# start of INFORMATION PROVIDED
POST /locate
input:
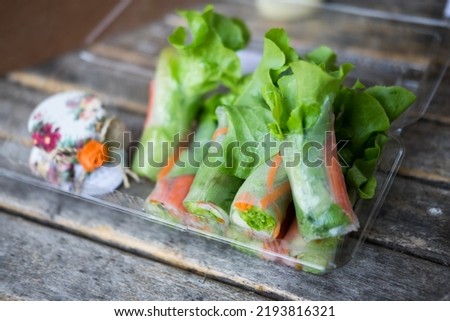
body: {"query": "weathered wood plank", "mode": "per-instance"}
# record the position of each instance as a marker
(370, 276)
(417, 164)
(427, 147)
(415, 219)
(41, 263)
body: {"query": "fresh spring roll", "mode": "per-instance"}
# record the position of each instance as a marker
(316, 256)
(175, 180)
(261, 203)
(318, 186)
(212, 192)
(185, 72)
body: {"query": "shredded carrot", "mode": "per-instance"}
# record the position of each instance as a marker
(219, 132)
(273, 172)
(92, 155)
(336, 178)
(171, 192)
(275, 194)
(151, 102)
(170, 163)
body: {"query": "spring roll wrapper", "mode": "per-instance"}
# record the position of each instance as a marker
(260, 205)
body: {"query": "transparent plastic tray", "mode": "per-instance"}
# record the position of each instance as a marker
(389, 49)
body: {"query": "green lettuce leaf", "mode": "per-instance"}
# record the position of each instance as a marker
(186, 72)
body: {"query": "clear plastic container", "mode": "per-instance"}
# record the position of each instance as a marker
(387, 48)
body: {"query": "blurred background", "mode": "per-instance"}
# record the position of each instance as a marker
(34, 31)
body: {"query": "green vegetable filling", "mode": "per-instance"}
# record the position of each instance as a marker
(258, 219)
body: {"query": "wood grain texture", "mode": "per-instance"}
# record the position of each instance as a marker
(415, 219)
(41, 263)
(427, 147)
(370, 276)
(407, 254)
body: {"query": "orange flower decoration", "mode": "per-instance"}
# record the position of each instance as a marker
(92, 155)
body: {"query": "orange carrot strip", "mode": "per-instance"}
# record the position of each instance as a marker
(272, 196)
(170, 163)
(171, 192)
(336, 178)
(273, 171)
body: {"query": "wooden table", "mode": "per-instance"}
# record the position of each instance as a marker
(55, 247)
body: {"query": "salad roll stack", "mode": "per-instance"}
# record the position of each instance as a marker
# end of INFORMATION PROVIDED
▶ GIVEN EXERCISE:
State how many lines of the listing above contain the string "spring", with case counting. Reply with the number alone.

▶ WORKED ANSWER:
2